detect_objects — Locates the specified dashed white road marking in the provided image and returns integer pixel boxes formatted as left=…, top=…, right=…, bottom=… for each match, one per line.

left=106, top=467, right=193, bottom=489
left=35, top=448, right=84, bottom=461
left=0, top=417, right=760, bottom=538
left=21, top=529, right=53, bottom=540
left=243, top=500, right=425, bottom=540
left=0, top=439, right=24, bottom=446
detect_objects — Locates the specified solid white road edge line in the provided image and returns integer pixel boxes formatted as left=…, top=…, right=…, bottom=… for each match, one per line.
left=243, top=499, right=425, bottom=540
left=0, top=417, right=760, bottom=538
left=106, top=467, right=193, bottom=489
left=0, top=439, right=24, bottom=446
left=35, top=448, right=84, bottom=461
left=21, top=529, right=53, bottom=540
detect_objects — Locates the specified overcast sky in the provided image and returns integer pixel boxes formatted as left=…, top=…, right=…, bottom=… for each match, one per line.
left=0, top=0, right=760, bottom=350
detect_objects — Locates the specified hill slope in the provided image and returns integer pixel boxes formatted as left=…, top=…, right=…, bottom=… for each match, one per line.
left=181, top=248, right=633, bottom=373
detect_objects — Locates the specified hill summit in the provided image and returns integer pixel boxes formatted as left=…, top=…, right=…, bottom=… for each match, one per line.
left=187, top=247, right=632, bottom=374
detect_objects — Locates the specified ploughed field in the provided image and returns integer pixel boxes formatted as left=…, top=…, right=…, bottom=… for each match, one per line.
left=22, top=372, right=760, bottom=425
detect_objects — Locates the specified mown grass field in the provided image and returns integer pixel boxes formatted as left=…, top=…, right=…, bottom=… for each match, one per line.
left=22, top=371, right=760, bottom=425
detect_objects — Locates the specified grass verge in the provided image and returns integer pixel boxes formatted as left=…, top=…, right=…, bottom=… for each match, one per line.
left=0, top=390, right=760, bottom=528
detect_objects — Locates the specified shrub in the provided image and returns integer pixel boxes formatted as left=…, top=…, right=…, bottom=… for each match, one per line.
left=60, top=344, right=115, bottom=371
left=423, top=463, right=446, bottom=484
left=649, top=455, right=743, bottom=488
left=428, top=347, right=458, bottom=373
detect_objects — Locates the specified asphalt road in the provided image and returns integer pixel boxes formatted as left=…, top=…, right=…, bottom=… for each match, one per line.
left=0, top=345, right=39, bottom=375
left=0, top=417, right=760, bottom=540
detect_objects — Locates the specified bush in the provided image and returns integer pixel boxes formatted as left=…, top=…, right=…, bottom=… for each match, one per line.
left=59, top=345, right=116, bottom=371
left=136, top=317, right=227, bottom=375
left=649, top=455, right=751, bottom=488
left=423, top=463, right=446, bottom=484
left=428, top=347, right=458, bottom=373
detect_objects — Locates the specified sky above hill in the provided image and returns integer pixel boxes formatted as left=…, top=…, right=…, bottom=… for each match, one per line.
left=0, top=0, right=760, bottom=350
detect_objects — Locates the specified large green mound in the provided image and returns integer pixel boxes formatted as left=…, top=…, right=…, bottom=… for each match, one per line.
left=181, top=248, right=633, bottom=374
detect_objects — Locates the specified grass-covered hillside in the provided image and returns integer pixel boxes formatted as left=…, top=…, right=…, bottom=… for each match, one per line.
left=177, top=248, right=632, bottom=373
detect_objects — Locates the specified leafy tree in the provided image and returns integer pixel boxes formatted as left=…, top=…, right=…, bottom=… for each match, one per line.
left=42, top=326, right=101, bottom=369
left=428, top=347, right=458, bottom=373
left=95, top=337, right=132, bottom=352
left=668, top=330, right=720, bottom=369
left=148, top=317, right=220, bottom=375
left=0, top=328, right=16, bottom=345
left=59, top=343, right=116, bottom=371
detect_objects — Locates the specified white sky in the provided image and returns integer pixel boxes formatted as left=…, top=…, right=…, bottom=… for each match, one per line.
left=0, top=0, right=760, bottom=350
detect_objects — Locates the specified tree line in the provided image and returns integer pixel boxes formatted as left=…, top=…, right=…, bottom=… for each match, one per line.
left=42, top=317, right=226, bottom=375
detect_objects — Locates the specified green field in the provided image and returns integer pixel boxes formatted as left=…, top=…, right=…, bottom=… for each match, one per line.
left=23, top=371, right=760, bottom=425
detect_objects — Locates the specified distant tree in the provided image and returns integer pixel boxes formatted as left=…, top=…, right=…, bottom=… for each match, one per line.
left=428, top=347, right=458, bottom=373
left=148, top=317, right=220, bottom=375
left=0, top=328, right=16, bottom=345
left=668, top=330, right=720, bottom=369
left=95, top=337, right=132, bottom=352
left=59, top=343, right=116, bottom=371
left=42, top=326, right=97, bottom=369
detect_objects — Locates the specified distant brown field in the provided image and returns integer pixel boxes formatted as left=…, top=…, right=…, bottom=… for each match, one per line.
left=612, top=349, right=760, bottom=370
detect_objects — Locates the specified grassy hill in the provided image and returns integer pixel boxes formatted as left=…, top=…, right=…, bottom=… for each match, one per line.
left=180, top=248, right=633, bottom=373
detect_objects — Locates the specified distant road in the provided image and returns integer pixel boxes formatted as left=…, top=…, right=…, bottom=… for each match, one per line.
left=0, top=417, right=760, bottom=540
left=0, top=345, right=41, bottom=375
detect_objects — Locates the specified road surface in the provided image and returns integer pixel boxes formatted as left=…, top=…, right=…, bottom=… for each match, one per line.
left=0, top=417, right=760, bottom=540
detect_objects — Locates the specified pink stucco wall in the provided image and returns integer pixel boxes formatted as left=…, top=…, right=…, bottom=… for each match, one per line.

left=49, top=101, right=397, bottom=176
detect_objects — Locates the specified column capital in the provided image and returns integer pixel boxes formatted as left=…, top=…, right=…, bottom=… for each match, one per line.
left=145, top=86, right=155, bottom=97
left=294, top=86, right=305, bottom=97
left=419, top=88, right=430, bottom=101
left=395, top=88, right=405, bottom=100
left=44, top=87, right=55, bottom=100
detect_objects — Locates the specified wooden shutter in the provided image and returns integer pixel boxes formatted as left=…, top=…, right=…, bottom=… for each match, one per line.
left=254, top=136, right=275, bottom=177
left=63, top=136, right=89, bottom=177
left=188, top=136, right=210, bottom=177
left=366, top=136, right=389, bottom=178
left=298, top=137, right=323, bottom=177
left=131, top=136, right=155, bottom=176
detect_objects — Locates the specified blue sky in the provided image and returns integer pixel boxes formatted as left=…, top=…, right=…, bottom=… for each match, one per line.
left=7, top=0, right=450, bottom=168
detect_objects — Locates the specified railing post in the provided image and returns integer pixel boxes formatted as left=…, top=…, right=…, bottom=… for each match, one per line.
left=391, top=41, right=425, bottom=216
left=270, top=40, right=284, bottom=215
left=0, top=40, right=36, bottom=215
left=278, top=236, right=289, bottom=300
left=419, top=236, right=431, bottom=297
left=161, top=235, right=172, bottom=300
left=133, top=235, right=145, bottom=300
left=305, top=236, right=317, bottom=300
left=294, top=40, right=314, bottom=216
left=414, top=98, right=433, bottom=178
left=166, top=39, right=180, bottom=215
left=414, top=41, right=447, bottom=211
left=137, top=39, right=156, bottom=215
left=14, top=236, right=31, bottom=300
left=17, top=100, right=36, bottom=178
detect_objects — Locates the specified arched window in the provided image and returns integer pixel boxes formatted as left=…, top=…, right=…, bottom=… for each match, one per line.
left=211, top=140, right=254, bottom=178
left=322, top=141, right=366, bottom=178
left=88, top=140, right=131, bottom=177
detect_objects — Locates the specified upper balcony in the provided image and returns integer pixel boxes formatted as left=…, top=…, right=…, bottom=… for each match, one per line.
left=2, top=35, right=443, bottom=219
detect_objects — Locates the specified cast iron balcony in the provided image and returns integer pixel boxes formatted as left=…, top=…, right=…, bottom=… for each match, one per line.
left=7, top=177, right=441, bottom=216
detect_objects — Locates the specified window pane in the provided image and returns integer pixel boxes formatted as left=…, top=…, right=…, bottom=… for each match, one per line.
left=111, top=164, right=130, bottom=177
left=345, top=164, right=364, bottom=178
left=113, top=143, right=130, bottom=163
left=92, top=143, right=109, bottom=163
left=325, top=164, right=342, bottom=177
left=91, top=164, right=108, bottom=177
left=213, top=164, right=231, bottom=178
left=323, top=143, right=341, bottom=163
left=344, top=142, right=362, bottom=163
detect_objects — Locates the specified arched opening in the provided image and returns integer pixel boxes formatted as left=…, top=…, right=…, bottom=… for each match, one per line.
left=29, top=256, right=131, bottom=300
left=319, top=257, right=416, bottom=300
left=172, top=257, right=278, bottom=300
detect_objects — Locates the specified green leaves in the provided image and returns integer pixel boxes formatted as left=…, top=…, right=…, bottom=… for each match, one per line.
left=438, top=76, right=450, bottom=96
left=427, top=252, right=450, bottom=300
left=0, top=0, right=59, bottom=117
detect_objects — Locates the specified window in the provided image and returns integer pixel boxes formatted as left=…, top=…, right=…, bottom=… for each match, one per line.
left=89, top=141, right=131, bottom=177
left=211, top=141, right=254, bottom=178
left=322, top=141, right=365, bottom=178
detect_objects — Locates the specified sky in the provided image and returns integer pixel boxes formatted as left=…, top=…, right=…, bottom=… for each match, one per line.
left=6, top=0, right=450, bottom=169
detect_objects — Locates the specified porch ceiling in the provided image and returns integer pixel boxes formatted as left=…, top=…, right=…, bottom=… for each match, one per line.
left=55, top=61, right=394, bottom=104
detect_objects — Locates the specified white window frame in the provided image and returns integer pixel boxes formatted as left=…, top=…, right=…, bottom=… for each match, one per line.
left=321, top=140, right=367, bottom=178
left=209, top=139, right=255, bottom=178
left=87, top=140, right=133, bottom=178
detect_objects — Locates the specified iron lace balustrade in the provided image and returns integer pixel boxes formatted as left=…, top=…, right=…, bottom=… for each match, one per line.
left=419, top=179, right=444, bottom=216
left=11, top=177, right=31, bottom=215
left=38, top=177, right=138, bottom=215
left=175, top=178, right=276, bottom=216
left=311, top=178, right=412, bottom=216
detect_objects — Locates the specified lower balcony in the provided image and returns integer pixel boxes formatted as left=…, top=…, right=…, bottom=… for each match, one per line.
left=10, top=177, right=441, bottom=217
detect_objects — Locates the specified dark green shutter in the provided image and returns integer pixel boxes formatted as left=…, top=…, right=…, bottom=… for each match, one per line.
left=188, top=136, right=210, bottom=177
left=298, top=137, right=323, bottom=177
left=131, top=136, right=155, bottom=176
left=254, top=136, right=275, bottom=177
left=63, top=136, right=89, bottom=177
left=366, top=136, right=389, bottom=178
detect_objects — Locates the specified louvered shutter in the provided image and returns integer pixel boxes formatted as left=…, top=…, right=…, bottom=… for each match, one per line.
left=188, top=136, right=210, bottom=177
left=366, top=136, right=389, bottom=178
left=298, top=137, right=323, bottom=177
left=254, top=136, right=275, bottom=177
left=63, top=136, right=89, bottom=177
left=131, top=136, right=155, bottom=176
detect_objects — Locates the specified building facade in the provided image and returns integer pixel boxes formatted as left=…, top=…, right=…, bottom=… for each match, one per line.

Stated goal:
Rewrite the lines from the one containing "detect_objects — Locates the specified green leaves" through the one containing "left=10, top=177, right=441, bottom=217", swapping "balustrade" for "railing" and leaving everything else unchanged. Return only those lines of the entries.

The result:
detect_objects — Locates the specified green leaves in the provided image and returns integer pixel boxes formatted as left=…, top=…, right=…, bottom=… for each match, one per line.
left=438, top=76, right=450, bottom=96
left=427, top=252, right=450, bottom=300
left=0, top=0, right=59, bottom=117
detect_objects — Locates the specified window in the provided image and returns integer pixel boxes formatted as left=…, top=…, right=…, bottom=… for each match, one per line.
left=89, top=141, right=131, bottom=177
left=211, top=141, right=254, bottom=178
left=322, top=141, right=365, bottom=178
detect_objects — Locates the specified sky in the provided image and returns integer pixel boxes formatted as left=…, top=…, right=…, bottom=… for each match, one per line.
left=6, top=0, right=450, bottom=169
detect_objects — Locates the specified porch ceiling in the provided image and returns integer pixel boxes formatted as left=…, top=…, right=…, bottom=… for each match, one per line.
left=55, top=61, right=394, bottom=104
detect_objects — Locates the specified white window frame in the provided image and returns integer pixel boxes formatted as left=…, top=…, right=…, bottom=… for each match, one per line.
left=321, top=140, right=367, bottom=178
left=209, top=139, right=255, bottom=178
left=87, top=140, right=133, bottom=178
detect_objects — Locates the specified iron lace railing in the provided image and returns integer pixel boxes formatted as left=…, top=…, right=…, bottom=… for each match, one per line.
left=419, top=179, right=444, bottom=216
left=11, top=177, right=31, bottom=215
left=38, top=177, right=138, bottom=215
left=175, top=178, right=276, bottom=216
left=311, top=178, right=412, bottom=216
detect_objects — Locates the specified lower balcony in the provided image and returns integer pixel boxes formatted as left=…, top=…, right=…, bottom=… for each match, one per line.
left=10, top=177, right=441, bottom=217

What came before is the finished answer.